_TEXT:_
----
The Museum of the History of Polish Jews wins the first Finlandia Prize for Architecture

Sixten Korkman, Professor of Practice in Economics at the Aalto University, has selected the Museum of the History of Polish Jews to be the winner of the first Finlandia Prize for Architecture. Sited in a Second World War ghetto area in Warsaw, the museum was designed by Finnish Lahdelma & Mahlamäki Architects. The prize was received by the museum’s head designer, Professor Rainer Mahlamäki, at the award ceremony held today at the Helsinki Music Centre.

According to Sixten Korkman, the building’s restrained design, when experienced on-site, feels like absolutely the right approach to take, considering its use. It is an approach that respects the history and tragic fate of the Polish Jews.

”The fruitful main idea of the building is the tension between the restrained exterior and the dramatic form of the entrance hall. The mood of the building is solemn and dignified, but at the same time warm and optimistic. We are dealing with more than just a museum: this building is a powerful and significant work of art that will change the look of Warsaw as a whole”, says Sixten Korkman, explaining his selection.

Korkman evaluated the designs based on three selection criteria: What is the relationship between the formal idiom of the building and its use? How well does the design combine aesthetics and function? How does the building ’sit’ in its environment?

”The form and facade of the building fit in with the adjacent Monument to the Ghetto Heroes. The large entrance hall, which divides and structures the building, forms its heart. Its high, curvilinear or undulating, and slightly unpolished walls baffle visitors and raise questions about the message of the space. Many metaphors have been suggested in the interpretations of the entrance hall, which is an indication of its successful design”, says Korkman.

Lahdelma & Mahlamäki Architects won the international architecture competition for the design of the Museum of the History of Polish Jewish in 2005. The building was completed in the spring of 2013, and the main exhibition was recently opened to the public, on 29 October 2014. The head designer was Rainer Mahlamäki, with Riitta Id (from 2005 to 2007) and Marita Kukkonen (2008 onwards) as project architects. The museum was realised in cooperation with the local architectural firm Kuryłowicz & Associates.

“It is a great honour and recognition to receive the first-ever Finlandia Prize for Architecture, and for a building that features a cultural dimension that touches us all. This is a fine ending to a project that has lasted nearly ten years. This award is for all those who contributed to making this building become a reality”, says Rainer Mahlamäki.

A multifunctional building to promote research, education, and the culture of the Jewish tradition

The museum building is a multifunctional facility that promotes research, education, and the culture of the Jewish tradition. The permanent exhibition is housed in a ’raw’ space of 5,000 sq m, located under the entrance hall. The exhibition presents the various forms of the culture of the Polish Jews, from the Middle Ages to the present day.

The frame of the building is cast-in-situ concrete. The curved walls and the adjoining curved ceiling structures in the entrance hall are part of the frame. The technical design of the curved load-bearing walls was particularly challenging. The walls are large, uniform, and geometrically double-curved blocks, the largest ever realised. The exterior of the museum is glass. In the outer layer of the double-layer facade, laminated glass fins alternate with pre-patinated copper mesh.
----
_STORED RECORDS:_

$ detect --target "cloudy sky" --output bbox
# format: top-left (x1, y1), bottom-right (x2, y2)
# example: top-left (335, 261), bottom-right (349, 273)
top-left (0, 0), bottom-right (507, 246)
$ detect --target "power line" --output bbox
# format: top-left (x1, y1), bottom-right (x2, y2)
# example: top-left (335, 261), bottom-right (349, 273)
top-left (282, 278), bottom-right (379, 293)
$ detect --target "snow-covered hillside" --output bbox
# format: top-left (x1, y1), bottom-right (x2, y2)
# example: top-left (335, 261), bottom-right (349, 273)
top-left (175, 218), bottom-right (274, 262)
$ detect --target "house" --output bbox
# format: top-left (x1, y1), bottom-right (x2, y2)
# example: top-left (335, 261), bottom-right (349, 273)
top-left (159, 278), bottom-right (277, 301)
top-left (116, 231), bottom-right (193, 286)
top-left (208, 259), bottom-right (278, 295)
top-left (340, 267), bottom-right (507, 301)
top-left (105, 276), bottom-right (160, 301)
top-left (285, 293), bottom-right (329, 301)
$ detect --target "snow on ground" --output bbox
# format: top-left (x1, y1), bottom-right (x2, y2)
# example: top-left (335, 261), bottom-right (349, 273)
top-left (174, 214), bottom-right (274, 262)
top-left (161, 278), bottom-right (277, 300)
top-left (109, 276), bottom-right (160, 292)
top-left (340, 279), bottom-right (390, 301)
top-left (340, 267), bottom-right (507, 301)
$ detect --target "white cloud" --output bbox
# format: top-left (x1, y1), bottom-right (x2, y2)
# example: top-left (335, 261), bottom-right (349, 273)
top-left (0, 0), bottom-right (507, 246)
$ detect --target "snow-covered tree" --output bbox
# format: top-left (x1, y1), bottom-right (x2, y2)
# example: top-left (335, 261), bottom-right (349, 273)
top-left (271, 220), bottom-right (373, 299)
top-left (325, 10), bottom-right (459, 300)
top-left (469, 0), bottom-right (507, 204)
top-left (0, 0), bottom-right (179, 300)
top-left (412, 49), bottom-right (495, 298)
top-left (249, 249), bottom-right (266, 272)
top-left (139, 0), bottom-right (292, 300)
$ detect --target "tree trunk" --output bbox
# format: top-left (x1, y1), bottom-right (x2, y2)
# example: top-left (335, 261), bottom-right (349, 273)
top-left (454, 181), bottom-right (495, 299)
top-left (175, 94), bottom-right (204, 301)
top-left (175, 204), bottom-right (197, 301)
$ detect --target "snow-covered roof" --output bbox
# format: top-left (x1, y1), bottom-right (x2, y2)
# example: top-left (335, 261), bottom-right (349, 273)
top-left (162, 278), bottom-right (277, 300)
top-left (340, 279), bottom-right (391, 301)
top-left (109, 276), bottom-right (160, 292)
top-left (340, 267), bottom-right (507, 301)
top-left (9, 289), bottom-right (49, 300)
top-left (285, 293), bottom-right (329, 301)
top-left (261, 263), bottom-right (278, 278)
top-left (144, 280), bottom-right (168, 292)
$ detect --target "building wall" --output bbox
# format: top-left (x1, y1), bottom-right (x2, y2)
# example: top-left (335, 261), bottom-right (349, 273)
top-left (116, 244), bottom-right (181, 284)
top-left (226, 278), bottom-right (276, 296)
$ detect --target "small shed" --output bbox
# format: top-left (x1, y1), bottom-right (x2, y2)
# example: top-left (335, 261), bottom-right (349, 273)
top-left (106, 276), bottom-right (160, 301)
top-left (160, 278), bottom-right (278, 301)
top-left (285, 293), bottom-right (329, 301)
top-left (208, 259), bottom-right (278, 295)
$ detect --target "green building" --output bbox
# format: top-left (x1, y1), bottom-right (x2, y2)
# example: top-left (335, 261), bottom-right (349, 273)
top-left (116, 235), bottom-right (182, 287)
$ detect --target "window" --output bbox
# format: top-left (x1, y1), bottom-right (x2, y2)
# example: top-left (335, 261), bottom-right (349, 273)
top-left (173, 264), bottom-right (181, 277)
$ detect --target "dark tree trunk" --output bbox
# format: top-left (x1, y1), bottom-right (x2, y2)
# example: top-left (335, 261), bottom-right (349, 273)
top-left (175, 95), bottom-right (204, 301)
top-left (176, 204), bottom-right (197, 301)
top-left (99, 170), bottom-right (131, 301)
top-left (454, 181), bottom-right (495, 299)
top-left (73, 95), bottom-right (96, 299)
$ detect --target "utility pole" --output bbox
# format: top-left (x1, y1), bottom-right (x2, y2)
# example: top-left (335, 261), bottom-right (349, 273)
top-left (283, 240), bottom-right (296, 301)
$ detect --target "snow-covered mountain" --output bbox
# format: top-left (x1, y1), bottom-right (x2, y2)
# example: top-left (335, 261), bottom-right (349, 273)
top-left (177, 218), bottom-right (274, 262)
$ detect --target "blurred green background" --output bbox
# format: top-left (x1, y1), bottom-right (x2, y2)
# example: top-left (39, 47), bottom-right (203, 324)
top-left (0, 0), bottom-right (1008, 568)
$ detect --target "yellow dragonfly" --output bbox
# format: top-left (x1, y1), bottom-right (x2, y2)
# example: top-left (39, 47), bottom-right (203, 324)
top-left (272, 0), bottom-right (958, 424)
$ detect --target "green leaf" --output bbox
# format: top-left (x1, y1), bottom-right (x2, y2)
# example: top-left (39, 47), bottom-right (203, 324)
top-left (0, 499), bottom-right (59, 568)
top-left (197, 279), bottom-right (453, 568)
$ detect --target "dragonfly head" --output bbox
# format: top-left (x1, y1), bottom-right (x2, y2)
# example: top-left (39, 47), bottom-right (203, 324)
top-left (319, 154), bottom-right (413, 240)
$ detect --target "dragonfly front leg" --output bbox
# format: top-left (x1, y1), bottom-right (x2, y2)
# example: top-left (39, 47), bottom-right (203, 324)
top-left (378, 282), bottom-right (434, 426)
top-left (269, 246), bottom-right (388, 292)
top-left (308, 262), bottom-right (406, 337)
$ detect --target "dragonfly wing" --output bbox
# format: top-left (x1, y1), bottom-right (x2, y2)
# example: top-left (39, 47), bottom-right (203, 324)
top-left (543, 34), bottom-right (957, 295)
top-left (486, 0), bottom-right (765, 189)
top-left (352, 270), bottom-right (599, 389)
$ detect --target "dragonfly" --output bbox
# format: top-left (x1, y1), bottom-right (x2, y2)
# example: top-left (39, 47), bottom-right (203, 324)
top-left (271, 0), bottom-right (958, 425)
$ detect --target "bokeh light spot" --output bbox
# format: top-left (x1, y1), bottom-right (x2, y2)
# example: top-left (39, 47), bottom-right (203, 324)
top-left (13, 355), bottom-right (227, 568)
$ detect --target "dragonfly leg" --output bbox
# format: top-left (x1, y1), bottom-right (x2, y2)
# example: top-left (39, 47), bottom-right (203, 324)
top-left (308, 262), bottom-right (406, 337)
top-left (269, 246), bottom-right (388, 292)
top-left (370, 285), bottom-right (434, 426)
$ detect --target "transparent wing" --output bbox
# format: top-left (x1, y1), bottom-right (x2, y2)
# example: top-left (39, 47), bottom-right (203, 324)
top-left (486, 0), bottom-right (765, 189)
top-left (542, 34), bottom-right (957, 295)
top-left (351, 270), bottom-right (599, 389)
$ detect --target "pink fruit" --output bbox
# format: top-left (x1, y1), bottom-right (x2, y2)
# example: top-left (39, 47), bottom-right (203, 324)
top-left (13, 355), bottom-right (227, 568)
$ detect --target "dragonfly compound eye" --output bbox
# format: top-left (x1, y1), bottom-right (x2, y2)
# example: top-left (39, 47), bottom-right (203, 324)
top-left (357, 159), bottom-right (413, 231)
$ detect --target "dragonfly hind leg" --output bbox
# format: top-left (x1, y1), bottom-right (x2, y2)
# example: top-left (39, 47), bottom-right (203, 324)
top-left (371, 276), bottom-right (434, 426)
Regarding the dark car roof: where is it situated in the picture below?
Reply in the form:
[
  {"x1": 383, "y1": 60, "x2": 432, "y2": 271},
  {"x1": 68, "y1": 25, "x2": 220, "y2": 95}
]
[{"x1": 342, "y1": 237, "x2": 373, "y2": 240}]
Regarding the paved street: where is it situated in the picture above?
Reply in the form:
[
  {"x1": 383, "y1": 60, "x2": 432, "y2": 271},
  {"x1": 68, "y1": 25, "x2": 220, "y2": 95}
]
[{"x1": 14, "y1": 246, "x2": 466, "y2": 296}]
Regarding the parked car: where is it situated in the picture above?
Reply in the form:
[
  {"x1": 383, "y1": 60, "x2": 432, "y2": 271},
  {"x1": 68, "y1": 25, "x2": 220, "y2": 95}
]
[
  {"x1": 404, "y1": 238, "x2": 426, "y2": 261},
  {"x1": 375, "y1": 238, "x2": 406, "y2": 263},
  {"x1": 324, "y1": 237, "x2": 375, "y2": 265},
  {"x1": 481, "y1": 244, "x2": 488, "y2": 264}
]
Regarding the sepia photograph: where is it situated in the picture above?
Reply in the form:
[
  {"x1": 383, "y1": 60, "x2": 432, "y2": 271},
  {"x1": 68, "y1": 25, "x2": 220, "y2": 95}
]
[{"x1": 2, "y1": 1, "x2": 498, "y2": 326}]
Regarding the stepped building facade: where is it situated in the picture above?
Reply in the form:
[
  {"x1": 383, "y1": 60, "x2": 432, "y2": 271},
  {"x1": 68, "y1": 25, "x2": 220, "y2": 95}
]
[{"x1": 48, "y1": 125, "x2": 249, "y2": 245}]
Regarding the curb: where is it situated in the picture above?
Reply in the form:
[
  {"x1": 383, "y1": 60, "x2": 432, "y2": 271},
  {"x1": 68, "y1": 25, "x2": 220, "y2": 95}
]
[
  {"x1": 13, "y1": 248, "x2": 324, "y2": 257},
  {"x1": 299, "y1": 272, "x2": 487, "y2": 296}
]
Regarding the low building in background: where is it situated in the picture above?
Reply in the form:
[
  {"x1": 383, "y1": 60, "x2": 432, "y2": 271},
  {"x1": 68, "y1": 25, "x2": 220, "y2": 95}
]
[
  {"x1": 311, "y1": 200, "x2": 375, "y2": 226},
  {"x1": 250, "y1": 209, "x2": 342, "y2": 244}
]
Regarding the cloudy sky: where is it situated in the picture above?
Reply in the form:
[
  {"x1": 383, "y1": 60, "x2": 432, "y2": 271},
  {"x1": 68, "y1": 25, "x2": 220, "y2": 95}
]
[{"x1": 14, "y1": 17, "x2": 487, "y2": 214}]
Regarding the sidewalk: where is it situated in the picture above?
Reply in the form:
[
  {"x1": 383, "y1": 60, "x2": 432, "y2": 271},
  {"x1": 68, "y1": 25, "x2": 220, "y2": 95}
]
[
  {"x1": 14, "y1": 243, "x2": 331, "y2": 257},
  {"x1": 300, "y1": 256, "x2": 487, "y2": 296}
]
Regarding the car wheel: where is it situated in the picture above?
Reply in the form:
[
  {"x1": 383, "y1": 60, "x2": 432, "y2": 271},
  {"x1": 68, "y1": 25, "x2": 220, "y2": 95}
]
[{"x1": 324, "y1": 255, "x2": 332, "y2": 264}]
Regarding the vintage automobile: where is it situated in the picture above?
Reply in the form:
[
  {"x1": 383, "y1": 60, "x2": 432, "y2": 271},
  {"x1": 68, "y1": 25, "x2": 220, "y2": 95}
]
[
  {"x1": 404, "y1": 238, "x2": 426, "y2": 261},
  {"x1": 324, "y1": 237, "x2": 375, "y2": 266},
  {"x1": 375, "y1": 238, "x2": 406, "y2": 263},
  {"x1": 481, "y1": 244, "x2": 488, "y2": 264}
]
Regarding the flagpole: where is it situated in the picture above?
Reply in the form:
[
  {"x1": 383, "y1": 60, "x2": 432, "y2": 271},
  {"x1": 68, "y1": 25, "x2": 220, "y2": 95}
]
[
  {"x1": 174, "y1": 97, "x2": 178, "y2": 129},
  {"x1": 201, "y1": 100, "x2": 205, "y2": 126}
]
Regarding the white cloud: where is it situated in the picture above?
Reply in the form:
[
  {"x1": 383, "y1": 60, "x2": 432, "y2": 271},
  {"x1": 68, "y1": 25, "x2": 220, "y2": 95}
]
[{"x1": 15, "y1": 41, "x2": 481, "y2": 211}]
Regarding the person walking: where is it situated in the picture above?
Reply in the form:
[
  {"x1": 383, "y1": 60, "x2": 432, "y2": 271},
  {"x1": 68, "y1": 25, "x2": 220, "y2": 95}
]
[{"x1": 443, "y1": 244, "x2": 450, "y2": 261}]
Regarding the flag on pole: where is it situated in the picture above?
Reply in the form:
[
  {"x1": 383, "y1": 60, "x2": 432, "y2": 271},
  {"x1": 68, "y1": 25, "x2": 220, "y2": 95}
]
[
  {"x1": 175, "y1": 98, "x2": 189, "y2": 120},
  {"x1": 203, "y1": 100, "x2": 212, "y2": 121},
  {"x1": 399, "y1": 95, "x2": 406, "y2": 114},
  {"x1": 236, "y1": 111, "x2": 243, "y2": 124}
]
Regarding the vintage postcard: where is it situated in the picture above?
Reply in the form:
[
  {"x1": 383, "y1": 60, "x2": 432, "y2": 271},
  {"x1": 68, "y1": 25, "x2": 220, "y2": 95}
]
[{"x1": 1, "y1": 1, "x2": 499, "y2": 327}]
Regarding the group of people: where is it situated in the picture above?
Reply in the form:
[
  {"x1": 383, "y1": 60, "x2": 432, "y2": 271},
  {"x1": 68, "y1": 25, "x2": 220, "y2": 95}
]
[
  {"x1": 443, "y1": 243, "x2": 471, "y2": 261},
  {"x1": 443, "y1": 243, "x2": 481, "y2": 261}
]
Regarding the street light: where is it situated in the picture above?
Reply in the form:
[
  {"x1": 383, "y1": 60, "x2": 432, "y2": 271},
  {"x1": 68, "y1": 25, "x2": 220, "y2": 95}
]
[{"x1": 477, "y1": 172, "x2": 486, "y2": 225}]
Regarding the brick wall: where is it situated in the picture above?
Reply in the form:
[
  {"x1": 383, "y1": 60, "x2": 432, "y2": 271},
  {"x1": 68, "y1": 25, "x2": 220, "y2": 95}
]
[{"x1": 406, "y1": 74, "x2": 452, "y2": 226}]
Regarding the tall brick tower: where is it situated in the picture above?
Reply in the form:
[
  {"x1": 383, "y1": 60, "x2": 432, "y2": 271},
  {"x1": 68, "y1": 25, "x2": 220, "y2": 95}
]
----
_PROBLEMS:_
1. In one to three sentences, explain why Korkman, in the article, regards the entrance hall as successfully designed.
2. Set down everything in the article from "The Museum of the History of Polish Jews wins" down to "the Polish Jews.", copying it word for word.
The entries aren't needed for this work.

_SOLUTION SET:_
1. Korkman notes that many metaphors have been suggested in interpretations of the entrance hall. He treats that variety of interpretations as an indication that its design is successful.

2.
The Museum of the History of Polish Jews wins the first Finlandia Prize for Architecture

Sixten Korkman, Professor of Practice in Economics at the Aalto University, has selected the Museum of the History of Polish Jews to be the winner of the first Finlandia Prize for Architecture. Sited in a Second World War ghetto area in Warsaw, the museum was designed by Finnish Lahdelma & Mahlamäki Architects. The prize was received by the museum’s head designer, Professor Rainer Mahlamäki, at the award ceremony held today at the Helsinki Music Centre.

According to Sixten Korkman, the building’s restrained design, when experienced on-site, feels like absolutely the right approach to take, considering its use. It is an approach that respects the history and tragic fate of the Polish Jews.